● **TEXT SECTION**
☆ ☆ ☆

In early March, shares of Gilead ($GILD) notched a five-year-high of $84.88 per share thanks to the company’s Hepatitis C super drug Sovaldi. Costing $1,000 for a single tablet, Sovaldi cures the most common type of Hepatitis C in 12 weeks and is proven effective for some hard-to-treat patients.
Sovaldi is on track to top the list of biggest drug sellers, according to the Wall Street Journal. Given the $20 billion Hepatitis C market, Sovaldi is estimated to roll in $ 3 to 5 billion dollars this year, that’s about 50 percent of the company’s revenue of last year. On the flip side, the drug’s huge success is blamed for slashing heath providers’ bottom line – leading Henry Waxman, longtime drug industry gadfly to ask, “What makes the pill cost so much?”
Huge Market, Few Treatments
The most obvious answer to that question is that Gilead has no looming alternatives in the market. But more fundamentally, this drug has changed the trajectory of Hepatitis C medicine development and could unleash a wave of less expensive new formulas from competitors like Abbvie ($ABBV).
Research labs had thrown in billions of dollars to develop pills to repair virus damages before several biotech companies decided to shift their focus to blocking virus replication. Progress came slowly. The earliest therapy, a two-pill combo called interferon-alfa, was priced at $20,000. However, a chronicle Hepatitis C patient only had a 6 percent chance of recovery by taking the drug, not to mention painful side effects. Around 2011, a combination of telaperivior plus peginterferon and ribavirinimproved the cure rate to 65 percent in a 48-week treatment course compared with 96 percent achieved by Sovaldi in a 12-week plan.
Sovaldi came from Gilead’s big scoop in 2011 when the company bought a small medical compound in New Jersey for 11 billion. The acquired firm, called Parmasset, had no commercial production but was in the late stage of developing antivirus that destroy NS5A, a key protein in the virus’ RNA. In a trial reported at that time, the therapy cured all patients with hepatitis C genotypes 2 and 3.
Competitors Nipping at Gilead's Heels
Others will soon find their way to develop similar drugs. In 2013, Johnson&Johnson ($JNJ) acquired GlaxoSmithKline ($GSK)’s Simeprevir, another NS5A inhibitor that blocks the growth of Hepatitis C virus in host cells. Both Abbvie and Bristol-Myers Squibb ($BMY) began rolling out their own versions of NS5A drugs in 2012, and their product will hit the market around the second quarter of 2014.

☆ ☆ ☆

● **DATA UNDER STUDY**
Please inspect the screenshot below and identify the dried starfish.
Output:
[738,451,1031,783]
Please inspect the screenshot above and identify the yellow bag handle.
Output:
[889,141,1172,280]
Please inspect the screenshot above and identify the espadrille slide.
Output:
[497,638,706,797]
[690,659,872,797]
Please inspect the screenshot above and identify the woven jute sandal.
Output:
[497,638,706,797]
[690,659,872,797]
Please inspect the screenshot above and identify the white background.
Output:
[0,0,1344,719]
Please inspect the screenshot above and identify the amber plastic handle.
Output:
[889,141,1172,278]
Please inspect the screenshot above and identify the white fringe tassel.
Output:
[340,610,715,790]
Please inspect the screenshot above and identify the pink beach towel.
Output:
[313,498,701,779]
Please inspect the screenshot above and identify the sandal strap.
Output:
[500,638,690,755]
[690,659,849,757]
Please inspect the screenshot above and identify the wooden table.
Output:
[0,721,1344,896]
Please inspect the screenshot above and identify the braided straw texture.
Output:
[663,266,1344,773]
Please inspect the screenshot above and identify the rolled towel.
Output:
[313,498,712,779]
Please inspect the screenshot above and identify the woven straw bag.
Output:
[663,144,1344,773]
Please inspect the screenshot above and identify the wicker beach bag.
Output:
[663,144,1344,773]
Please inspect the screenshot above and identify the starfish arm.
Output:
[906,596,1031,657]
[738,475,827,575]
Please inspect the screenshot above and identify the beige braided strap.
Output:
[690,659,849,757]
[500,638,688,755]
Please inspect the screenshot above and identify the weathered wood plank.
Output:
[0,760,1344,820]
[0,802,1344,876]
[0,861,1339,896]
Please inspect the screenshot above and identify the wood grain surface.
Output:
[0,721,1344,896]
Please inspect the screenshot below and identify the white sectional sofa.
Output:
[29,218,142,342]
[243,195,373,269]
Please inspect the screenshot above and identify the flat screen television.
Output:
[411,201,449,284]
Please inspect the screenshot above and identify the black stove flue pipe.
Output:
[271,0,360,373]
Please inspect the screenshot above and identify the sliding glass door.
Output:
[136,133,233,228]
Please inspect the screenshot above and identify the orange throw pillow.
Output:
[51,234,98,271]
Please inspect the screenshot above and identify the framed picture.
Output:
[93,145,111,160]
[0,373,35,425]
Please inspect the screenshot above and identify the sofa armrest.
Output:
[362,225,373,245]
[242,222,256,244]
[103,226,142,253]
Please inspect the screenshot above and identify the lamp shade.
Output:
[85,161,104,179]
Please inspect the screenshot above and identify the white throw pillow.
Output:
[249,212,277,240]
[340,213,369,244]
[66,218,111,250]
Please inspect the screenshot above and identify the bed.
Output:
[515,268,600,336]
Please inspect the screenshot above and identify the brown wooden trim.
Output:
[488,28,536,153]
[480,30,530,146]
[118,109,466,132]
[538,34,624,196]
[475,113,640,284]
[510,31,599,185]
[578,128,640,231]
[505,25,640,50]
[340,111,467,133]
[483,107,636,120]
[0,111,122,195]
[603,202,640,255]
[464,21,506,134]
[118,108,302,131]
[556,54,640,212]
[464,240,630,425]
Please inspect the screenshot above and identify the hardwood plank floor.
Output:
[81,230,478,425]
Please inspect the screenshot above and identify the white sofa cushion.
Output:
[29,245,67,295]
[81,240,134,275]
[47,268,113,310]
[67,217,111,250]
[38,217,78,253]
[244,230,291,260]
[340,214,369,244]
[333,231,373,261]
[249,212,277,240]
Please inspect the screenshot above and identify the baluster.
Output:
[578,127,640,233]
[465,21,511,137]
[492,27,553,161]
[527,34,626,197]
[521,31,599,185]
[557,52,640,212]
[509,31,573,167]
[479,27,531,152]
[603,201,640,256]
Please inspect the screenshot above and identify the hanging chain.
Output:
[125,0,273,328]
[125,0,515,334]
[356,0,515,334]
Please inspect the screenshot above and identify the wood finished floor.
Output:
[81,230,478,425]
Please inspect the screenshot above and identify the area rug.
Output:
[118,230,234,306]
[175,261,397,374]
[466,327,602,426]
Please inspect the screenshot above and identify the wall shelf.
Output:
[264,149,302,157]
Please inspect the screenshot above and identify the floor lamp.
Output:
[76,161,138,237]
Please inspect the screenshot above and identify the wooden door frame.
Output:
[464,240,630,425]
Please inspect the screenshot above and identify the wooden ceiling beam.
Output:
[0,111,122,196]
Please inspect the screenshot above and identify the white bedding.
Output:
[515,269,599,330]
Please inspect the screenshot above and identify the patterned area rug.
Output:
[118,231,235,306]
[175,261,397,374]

☆ ☆ ☆

● **PROBLEMS AND TASKS**
(1) List every stock ticker symbol that appears in the Sovaldi article, along with the company each one belongs to.
(2) According to the Sovaldi article, what does a single Sovaldi tablet cost?
(3) Carry on the Sovaldi article from its last sentence.
The rows have nothing to do with the Sovaldi article.

● **TASK-BY-TASK ANSWERS**
(1) $GILD (Gilead), $ABBV (Abbvie), $JNJ (Johnson&Johnson), $GSK (GlaxoSmithKline), $BMY (Bristol-Myers Squibb)

(2) $1,000

(3)
As the drug race intensifies, investors are showing concerns about how this seemingly vast market could be filled up quickly. On March 24, a roster of companies revealed their latest milestone in abstract brochures released ahead of the International Liver Conference. Gilead’s strong rival, Abbvie, will soon debut its “cocktail” formula, a 12-week fixed dose treatment, showcasing a cure rate of 99 percent among chronicle Hepatitis C patients. For patient whose illness has already caused liver damage, Abbvie’s therapy reached recovery odds of 92 to 96 percent. Meanwhile, Bristol Myers Squibb’s antivirus reported a 90 percent cure rate for patients without liver impairment.
These breakthroughs nevertheless showed on companies’ balance sheet as high research and development (R&D) costs.
Abbvie’s R&D expenses were 5.3 billion dollars last years, accounting for 15 percent of the revenue. But the company estimated to rake in at least 19 billion in 2014, boosted by promising result from new Hepatitis C drug trials.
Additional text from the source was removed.